EXERCISE DIRECTIONS | An exact reproduction of the records is required, with all pictures omitted.

Records contained in a dataset |
◇ ◇ ◇ ◇

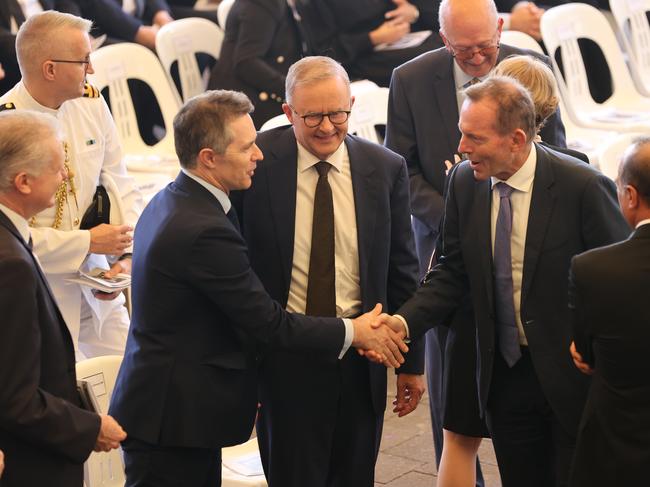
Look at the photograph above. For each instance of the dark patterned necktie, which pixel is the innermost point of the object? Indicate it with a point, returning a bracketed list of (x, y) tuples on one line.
[(321, 291)]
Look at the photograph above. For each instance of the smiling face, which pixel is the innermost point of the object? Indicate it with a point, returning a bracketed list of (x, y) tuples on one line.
[(489, 152), (326, 96)]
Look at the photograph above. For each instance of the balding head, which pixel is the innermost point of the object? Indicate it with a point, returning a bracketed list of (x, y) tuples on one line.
[(471, 31), (45, 36)]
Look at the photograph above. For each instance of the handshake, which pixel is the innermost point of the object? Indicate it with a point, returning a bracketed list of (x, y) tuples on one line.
[(380, 337)]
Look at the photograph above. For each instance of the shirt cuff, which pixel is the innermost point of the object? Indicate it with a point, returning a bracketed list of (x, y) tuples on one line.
[(349, 336), (406, 327), (506, 20)]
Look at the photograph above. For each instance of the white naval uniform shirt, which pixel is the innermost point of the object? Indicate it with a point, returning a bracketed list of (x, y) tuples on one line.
[(95, 153)]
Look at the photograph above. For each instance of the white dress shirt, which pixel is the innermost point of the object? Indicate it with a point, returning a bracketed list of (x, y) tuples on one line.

◇ ◇ ◇ ◇

TASK RESULT |
Look at the photograph above. For each instance of the dark patterned necktie, which pixel is the innermost point of the object? Indicate it with a point, returning a bracketed list of (x, y) tuples on one line.
[(321, 291)]
Look at the photograph above. For each instance of the smiling face, which pixel is the innermost point of the object? Indicate it with a point, returning a bracketed list of (x, y) tuples on one line.
[(489, 152), (326, 96)]
Look at the photograph above. For each instance of the balding head, which pixel is the innermost point of the object? Indicate it with a point, returning a bracketed list of (x, y) tuples on one line.
[(471, 31), (45, 36)]
Look at the photograph above. For each instance of the handshake, which pixel is the innermost point of the object? Indicate it with a point, returning a bracketed list of (x, y) tuples on one line.
[(380, 337)]
Look at the photograph above. For each instance of the shirt cuff, which pixel is the innermost point of the object? Indicate it with a point, returning a bracketed list of (x, y) tuples on one line.
[(349, 336), (406, 327), (506, 20)]
Look at the photograph above. For each instance of the white naval uniform shirt, which pixel is the innermost point of the object? Indicate it with a point, returning a bracketed list of (x, y) tuples on one line.
[(95, 153)]
Look at the photograph above. For each instance of the white dress shirt, which pixel is the innermost point of the object? Indicate it with a point, returning a bracketed list of (x, y) tuples on one line.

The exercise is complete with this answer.